■ DOCUMENT EXCERPT:
Measuring the performance of lustre-mt

This tutorial illustrates the use of:

  • multi-task capabilities of the lv6 compiler.
  • recursive nodes
  • %expand:call% and %task:*% pragmas

The lv6 compiler is able to take advantage of multi-core architectures. via the use of %task:* pragmas at call sites (as explained in lustre-mt).

In order to perform an experiment to demonstrate the benefit of this mechanism, let’s write a parametric Lustre program, whose parameters would allow to control easily the tasks number, and the amount of computations performed in each task.

To that end, follows a Lustre program that generates m (random) matrices of size n × n, and computes the sum of their determinants.

i=0m-1 det(Mi)

■ REQUIRED TASK 1:
According to the lustre-mt performance tutorial, what does the parametric Lustre program generate and compute?
■ REQUIRED TASK 2:
Say whether each statement agrees with the lustre-mt performance tutorial, answering yes or no and quoting the words of the tutorial that decide it. (a) The lv6 compiler can make use of multi-core architectures. (b) Recursive nodes are among the things the tutorial illustrates. (c) The program's parameters are meant to control the number of processor cores used.
■ REQUIRED TASK 3:
Pick up the lustre-mt performance tutorial after its last line and continue it.
The records that come after this tutorial are separate material.

■ RAW DATA:

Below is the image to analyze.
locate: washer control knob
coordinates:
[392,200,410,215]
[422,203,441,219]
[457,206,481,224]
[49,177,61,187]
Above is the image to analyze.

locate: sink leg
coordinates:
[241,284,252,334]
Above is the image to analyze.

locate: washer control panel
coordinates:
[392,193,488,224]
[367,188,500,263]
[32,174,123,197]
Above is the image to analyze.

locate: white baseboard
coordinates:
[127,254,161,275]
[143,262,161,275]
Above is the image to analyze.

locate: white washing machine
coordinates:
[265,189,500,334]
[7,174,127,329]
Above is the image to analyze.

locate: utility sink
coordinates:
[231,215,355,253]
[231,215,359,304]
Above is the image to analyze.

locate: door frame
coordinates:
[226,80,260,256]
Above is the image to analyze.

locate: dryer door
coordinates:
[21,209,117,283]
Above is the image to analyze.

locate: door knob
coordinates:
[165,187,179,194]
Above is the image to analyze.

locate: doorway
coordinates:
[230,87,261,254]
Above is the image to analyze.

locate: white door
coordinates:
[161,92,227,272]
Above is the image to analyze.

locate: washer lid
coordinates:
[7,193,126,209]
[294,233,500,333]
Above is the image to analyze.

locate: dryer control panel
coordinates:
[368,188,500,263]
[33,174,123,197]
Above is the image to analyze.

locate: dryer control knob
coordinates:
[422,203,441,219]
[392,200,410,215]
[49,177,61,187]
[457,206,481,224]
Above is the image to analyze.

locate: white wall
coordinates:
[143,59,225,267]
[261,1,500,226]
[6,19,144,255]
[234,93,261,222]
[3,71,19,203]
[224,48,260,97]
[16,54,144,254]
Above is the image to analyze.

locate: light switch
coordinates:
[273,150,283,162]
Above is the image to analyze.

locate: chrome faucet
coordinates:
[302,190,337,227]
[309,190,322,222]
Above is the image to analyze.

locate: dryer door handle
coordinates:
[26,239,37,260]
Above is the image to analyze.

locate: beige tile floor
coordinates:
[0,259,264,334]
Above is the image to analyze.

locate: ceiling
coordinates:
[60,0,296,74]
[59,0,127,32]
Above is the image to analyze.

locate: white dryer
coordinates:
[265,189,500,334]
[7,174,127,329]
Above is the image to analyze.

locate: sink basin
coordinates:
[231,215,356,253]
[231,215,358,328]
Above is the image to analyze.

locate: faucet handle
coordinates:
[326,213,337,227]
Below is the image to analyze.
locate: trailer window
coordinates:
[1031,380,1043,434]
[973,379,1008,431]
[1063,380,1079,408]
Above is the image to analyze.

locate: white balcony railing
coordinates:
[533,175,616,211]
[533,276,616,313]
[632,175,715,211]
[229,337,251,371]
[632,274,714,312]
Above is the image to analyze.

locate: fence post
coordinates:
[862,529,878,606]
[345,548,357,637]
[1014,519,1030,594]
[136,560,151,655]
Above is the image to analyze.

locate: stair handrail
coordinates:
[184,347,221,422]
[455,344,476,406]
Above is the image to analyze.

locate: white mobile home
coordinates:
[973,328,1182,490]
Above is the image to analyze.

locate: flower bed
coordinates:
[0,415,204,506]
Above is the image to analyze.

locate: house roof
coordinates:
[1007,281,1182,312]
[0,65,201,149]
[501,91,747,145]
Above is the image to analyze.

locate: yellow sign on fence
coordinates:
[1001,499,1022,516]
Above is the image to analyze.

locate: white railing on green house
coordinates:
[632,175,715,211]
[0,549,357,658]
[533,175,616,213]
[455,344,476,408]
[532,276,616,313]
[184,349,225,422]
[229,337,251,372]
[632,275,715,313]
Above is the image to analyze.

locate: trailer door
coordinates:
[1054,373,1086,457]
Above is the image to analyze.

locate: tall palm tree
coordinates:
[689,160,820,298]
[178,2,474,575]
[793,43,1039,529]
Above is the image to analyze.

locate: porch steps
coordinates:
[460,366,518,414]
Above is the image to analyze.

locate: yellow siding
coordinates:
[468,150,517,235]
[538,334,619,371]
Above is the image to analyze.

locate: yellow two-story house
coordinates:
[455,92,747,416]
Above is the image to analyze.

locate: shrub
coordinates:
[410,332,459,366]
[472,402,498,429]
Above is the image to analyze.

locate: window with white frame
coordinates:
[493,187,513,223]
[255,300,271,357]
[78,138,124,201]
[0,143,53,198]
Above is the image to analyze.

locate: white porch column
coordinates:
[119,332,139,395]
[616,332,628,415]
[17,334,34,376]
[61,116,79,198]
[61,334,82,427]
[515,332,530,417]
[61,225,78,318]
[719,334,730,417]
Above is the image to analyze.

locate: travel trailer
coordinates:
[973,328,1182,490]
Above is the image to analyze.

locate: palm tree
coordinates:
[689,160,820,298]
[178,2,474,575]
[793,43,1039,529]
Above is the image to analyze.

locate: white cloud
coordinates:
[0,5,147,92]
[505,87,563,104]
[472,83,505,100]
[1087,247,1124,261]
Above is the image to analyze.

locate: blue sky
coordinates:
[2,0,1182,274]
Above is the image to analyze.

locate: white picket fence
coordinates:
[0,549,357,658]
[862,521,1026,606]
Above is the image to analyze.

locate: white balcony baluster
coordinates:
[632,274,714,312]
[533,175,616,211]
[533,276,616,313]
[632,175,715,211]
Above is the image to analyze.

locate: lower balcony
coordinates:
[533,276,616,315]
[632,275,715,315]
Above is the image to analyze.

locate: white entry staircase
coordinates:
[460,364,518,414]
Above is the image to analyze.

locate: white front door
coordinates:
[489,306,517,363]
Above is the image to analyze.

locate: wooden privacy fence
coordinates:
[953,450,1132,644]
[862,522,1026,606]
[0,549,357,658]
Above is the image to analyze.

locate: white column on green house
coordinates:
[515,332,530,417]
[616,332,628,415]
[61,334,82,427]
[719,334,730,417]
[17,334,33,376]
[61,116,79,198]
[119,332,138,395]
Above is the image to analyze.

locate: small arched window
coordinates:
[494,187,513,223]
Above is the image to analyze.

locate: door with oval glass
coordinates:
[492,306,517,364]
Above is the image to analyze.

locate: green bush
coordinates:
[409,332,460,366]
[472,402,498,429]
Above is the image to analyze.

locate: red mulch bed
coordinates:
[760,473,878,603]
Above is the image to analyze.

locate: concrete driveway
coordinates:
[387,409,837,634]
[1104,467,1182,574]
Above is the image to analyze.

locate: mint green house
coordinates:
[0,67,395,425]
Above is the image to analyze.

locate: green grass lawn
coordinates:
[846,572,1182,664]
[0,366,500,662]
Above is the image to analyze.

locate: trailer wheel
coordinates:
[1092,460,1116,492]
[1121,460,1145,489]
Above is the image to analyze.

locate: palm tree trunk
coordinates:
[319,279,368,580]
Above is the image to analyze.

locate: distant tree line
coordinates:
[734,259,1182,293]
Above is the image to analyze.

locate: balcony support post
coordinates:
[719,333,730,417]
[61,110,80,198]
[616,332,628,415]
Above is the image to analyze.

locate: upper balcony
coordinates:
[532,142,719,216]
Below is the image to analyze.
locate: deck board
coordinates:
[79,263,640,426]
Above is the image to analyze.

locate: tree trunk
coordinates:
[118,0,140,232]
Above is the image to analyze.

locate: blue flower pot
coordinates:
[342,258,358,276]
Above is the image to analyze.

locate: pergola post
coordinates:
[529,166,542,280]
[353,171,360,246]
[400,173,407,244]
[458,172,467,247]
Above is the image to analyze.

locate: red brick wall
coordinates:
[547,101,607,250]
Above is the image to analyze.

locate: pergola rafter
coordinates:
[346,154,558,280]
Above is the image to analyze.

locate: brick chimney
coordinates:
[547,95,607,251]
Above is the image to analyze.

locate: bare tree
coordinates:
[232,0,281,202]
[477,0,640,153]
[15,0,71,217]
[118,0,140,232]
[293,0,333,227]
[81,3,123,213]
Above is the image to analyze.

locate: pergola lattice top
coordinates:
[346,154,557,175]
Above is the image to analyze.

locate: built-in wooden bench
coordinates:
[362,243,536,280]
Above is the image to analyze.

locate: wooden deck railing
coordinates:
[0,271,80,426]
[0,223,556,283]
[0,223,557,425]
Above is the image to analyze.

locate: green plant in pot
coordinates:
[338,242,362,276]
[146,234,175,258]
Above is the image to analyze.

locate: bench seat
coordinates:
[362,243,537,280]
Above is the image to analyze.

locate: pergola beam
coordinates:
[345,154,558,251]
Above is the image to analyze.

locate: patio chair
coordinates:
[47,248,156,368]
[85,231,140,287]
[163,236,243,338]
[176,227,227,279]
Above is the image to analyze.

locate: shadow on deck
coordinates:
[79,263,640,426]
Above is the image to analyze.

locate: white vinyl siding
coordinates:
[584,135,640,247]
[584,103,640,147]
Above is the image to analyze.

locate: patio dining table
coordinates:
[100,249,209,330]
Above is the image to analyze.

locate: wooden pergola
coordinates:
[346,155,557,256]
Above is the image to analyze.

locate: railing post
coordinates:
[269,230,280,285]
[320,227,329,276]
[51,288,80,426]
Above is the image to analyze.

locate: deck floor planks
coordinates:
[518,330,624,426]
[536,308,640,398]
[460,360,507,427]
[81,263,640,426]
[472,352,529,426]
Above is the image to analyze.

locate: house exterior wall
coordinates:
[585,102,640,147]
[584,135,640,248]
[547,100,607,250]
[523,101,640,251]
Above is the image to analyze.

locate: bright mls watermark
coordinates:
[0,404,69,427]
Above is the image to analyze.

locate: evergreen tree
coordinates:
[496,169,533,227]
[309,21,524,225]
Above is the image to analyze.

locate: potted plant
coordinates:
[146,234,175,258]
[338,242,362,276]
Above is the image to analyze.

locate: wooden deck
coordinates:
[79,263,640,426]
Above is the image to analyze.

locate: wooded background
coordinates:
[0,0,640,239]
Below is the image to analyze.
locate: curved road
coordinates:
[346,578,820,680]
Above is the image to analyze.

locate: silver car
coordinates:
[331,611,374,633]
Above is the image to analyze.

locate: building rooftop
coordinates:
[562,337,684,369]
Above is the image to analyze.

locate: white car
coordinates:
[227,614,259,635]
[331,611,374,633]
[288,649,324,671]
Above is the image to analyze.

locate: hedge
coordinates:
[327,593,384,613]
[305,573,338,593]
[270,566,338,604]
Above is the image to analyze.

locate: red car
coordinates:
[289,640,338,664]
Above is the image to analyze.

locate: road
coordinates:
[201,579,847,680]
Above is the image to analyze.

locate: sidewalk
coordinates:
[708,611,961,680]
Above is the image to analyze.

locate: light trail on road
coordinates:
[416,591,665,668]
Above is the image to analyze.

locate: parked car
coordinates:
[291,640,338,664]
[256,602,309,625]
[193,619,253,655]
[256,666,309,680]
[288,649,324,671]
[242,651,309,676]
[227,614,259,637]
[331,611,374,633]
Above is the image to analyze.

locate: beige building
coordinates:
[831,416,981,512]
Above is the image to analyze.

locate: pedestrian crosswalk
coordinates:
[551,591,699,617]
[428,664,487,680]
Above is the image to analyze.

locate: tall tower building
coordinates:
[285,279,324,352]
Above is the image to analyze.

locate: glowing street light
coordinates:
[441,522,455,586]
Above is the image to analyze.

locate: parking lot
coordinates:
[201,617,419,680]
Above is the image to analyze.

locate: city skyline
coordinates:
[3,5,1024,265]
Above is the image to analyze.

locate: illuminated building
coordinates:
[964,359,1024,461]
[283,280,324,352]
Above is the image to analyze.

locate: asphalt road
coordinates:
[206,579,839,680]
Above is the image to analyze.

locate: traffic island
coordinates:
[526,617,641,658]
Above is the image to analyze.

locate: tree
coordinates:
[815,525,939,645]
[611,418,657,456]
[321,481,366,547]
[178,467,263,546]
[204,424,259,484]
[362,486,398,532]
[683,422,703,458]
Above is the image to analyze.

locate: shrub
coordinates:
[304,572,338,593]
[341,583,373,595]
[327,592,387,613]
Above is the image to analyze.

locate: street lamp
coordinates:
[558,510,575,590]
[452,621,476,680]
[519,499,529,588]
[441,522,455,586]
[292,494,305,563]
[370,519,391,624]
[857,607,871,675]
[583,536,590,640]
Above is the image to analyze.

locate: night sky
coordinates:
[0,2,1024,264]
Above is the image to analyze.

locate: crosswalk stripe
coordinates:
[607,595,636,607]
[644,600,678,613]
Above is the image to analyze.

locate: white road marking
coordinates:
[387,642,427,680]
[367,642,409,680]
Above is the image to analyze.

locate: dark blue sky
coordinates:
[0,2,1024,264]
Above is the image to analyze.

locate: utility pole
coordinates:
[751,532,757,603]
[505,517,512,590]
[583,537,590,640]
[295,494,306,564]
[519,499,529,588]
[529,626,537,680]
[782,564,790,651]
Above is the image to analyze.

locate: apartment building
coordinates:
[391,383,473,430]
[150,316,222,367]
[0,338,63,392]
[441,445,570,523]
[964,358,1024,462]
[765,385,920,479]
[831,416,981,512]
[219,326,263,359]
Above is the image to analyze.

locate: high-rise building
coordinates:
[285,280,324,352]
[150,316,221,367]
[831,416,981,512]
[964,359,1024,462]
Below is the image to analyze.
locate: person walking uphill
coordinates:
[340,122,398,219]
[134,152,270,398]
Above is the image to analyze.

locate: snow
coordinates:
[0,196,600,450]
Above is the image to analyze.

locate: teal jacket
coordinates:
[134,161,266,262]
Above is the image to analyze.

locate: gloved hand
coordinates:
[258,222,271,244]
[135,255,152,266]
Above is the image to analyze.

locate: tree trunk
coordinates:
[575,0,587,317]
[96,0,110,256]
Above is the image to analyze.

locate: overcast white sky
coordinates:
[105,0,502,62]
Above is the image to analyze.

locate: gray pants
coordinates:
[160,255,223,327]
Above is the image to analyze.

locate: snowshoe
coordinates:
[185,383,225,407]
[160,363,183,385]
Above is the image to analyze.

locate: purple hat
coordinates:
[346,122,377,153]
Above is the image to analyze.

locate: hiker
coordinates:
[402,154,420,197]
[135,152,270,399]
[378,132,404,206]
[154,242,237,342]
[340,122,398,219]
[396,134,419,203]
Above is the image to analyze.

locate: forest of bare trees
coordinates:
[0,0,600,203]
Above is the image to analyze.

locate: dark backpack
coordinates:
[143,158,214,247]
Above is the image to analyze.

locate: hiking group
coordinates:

■ TASK RESULT 1:
It generates m random matrices of size n × n and computes the sum of their determinants.

■ TASK RESULT 2:
(a) Yes: "The lv6 compiler is able to take advantage of multi-core architectures."
(b) Yes: "recursive nodes"
(c) No: "whose parameters would allow to control easily the tasks number, and the amount of computations performed in each task."

■ TASK RESULT 3:
Transpose a matrix

To compute the determinant using Laplace formula, we need to be able to transpose a matrix (to get a sub-matrix where a line and a column are removed). It may not be the most efficient way to compute it, but the goal is to perform heavy computations in tasks anyway.

function transpose<<const N:int; const M:int; type t>>(x:t^M^N) returns (y:t^N^M);
%expand:call%
let
  y =
  -- with N = 0 then []  -- No empty array in Lustre! Sigh.
  with N = 1 then
-- since scal_to_array is expanded, this forces to use the --expand-iterators option
-- which is the only way to expand map (and other iterators)
     map<<scal_to_array<<t>>, M >>(x[0])
  else
     add_vect_to_matrix <<N-1,M,t>>(x[0], transpose<<N-1,M,t>>(x[1..N-1]));
tel
function scal_to_array<<type t>>(x:t) returns (res:t^1);
%expand:call%
let
  res = [x];
tel
function add_vect_to_matrix<<const N:int; const M:int; type t>>(x:t^M; y:t^N^M)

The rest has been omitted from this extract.